The regulation now enters a final executive branch approval phase, to be followed by a final 30-day adoption comment period.

VRS Approves Teacher Retirement Contribution Rates
     The Virginia Retirement System (VRS) last week approved retirement contribution rates for public school teachers and state employees. The new rates are forwarded to the governor and General Assembly for inclusion in the next two-year state budget, which will be crafted during the 2012 General Assembly session.
The VRS certified a teacher contribution rate of 16.77%, a rate nearly two-and-a-half times the current rate:
→Given that each additional percentage point increase in the retirement rate carries a $70 million pricetag, total costs of funding the VRS-certified rate stands to be around $700 million.
→Given that the share of local costs for retirement are nearly 70%, the end result is a nearly half billion dollar in costs for localities statewide.   
→The Board had certified a 12.91% teacher rate for the current biennium, but the General Assembly approved rates of 3.93% for FY11 and 6.33% for FY12. The General Assembly has typically funded a lower rate than approved by VRS. The VRS estimates that the unfunded long-term liability of the retirement system is about $20 billion.

APA Reports on Local Fines, Suggests Further Questions to Address
    A language amendment in the current biennial state budget directs the Auditor of Public Accounts to determine the extent to which localities are collecting fines on the basis of local ordinances which parallel state statutes.

- **Exercises**
**a.** According to the Virginia budget excerpt, why will localities statewide face costs of nearly half a billion dollars? Answer in one to three sentences.
**b.** In the Virginia budget excerpt, what does the VRS estimate as the unfunded long-term liability of the retirement system?
**c.** Continue the Virginia budget excerpt on local fines, starting after its last sentence.
The records below come from a separate source and have nothing to do with the Virginia budget excerpt.

- **Extracted records**

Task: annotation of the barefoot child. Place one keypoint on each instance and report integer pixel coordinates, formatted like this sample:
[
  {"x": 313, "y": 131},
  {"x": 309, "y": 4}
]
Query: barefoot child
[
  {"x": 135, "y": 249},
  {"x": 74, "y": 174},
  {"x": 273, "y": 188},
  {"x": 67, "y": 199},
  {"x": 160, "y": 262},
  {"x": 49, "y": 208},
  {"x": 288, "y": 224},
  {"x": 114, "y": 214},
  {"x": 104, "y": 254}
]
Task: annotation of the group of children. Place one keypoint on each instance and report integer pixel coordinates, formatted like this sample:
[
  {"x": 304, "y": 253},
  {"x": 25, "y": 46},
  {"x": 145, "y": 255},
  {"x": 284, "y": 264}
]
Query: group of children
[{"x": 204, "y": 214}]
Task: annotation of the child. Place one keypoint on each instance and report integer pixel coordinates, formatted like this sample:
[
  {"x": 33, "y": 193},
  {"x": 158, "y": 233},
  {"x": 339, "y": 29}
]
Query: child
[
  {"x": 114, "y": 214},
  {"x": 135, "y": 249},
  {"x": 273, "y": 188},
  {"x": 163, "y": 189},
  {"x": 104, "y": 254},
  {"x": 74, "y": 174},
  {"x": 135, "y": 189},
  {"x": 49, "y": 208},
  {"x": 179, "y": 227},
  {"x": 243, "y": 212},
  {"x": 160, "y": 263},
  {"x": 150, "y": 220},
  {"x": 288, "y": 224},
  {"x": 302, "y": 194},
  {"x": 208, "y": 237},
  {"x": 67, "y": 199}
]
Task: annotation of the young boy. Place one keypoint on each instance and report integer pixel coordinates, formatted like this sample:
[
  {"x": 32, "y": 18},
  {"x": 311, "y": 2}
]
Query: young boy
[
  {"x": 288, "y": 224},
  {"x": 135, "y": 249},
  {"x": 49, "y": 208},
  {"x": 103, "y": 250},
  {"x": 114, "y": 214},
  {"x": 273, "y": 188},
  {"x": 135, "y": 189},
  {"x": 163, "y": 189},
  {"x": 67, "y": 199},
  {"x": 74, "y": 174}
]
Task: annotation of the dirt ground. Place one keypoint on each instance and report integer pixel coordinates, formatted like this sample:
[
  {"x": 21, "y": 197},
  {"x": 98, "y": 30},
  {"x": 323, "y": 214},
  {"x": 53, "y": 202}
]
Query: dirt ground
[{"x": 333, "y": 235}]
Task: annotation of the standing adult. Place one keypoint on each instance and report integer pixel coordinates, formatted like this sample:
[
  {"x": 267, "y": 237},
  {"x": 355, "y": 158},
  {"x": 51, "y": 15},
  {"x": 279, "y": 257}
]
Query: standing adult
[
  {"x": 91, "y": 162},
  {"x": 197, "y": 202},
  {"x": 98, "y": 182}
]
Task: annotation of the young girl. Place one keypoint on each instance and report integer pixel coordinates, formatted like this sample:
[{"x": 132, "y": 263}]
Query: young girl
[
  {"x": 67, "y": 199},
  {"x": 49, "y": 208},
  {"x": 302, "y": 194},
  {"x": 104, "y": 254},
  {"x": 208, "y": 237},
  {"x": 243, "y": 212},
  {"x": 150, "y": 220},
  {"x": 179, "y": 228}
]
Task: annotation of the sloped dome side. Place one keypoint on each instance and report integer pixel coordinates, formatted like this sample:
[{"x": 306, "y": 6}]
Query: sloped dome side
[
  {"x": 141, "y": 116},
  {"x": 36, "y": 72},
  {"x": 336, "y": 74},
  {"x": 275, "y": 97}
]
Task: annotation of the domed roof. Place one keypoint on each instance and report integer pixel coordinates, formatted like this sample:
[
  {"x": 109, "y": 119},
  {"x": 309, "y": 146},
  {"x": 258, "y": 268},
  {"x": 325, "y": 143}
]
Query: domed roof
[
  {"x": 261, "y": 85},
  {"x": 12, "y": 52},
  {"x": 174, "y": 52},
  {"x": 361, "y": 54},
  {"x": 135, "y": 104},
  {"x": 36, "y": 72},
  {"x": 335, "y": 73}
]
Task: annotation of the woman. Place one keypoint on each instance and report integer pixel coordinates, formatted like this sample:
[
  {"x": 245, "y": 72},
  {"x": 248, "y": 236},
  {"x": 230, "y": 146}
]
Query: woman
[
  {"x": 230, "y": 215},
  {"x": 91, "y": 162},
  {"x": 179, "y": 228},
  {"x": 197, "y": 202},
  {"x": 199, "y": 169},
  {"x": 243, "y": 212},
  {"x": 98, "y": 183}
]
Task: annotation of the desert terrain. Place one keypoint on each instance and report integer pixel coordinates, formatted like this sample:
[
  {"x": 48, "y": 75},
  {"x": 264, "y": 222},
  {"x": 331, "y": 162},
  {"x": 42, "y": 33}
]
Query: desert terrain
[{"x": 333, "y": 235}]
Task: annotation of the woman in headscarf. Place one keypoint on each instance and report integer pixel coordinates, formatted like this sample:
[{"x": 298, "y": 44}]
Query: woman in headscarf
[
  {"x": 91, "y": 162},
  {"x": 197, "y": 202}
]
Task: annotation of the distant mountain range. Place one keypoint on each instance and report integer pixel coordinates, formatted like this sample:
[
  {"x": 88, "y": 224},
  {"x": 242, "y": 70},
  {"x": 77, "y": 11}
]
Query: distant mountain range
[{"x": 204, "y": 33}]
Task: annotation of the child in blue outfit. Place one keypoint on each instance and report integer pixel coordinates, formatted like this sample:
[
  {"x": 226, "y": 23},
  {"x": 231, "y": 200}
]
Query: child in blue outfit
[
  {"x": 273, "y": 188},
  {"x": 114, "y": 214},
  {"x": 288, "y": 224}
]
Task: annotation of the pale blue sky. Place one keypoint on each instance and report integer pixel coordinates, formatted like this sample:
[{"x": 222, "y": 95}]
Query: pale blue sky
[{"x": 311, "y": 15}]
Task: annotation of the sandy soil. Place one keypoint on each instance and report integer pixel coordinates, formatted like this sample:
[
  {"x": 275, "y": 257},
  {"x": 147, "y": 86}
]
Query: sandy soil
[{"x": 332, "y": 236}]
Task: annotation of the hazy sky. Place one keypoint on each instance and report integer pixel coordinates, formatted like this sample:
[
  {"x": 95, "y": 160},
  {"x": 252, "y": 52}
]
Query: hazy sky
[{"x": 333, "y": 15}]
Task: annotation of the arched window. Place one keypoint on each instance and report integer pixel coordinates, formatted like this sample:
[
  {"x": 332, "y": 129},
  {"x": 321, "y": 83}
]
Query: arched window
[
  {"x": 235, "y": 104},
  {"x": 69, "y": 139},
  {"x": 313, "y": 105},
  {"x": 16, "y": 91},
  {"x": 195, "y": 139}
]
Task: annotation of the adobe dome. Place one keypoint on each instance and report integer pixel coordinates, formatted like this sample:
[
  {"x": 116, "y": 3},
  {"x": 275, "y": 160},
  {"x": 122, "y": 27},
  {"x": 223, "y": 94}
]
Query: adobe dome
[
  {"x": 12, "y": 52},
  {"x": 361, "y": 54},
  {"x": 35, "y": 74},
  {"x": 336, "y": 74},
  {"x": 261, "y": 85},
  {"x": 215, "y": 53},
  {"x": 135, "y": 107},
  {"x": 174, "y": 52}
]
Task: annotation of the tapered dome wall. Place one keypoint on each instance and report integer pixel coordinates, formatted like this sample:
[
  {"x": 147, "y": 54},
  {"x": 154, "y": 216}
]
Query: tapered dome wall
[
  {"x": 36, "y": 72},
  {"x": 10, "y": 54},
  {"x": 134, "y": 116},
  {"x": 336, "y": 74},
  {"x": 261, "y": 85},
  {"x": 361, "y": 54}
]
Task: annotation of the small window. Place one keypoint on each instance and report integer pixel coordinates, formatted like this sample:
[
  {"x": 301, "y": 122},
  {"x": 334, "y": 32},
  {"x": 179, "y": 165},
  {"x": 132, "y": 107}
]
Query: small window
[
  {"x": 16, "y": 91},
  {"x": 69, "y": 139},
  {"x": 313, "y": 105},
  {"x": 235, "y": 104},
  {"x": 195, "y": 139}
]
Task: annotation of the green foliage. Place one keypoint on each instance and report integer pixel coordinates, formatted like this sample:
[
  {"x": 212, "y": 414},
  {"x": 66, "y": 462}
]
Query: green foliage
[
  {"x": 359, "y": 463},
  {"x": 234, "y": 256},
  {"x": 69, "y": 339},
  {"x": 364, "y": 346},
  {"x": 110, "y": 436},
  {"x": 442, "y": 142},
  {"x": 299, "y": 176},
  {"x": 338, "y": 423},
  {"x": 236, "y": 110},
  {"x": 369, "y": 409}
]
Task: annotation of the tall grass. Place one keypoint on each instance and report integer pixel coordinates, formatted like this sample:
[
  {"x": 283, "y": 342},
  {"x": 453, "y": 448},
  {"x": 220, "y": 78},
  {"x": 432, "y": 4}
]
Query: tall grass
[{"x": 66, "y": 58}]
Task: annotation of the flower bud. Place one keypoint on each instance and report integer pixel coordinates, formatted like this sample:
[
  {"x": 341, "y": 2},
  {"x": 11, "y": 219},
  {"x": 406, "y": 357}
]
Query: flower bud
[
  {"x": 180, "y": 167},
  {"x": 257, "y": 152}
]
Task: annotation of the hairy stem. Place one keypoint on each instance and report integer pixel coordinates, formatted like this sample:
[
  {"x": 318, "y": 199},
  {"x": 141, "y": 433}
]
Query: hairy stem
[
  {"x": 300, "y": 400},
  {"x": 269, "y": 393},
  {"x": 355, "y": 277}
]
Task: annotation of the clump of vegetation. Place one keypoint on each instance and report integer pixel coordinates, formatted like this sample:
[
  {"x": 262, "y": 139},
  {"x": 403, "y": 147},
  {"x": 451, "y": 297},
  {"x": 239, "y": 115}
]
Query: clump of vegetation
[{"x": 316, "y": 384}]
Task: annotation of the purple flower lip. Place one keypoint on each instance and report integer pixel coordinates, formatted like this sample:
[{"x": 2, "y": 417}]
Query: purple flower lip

- **Exercise responses**
**a.** Funding the VRS-certified rate would cost about $700 million in total, because each added percentage point carries a $70 million price tag. Localities pay nearly 70% of retirement costs, so their share comes to nearly half a billion dollars.

**b.** About $20 billion.

**c.**
    According to the report released late last month, localities assessed just over $152 million in fines and costs on local ordinances, and collected just over $95 million in FY10. The report posed a number of policy options that the General Assembly could consider, including whether counties and cities should continue to be authorized to adopt ordinances that parallel state statues and retain the fines, fees, and costs in local treasuries; whether towns could continue to assess and collect fines and fees; whether the state should continue to fund a portion of the circuit court clerk functions for the recordation of land fees; and whether clerks of the court should continue to receive a commission for depositing state and local collections with the treasurers.

    If authorized by the General Assembly, a local governing body can enact an ordinance that parallels a state law. Then, law enforcement officers can choose between a local ordinance and a state statute when issuing a uniform summons. Collected fines and costs for summons issued on a state statute are deposited in the Literary Fund, while fines and costs issues on a local ordinance remain with the locality.

JLARC Releases State Spending Report
    The Code of Virginia requires the Joint Legislative Audit and Review Commission (JLARC) to annually review and report on overall state spending. JLARC staff recently reviewed state spending with the Commission. The state spending report again noted that growing population, increasing state agency workloads and costs, policy decisions to alter state programs and activities, and inclusion of non-general funds in the state budget were the primary drivers behind state spending increases over the past decade (FY2002-FY2011). While Virginia’s total operating budget increased 66% the last 10 years, just 29% of the increase was in the general fund. Federal funds have more than doubled over the past decade, boosted by the receipt of more than $1 billion in federal stimulus funds during the last two fiscal years. In all, 10 state programs accounted for nearly three-quarters of the general fund appropriations over the ten-year period.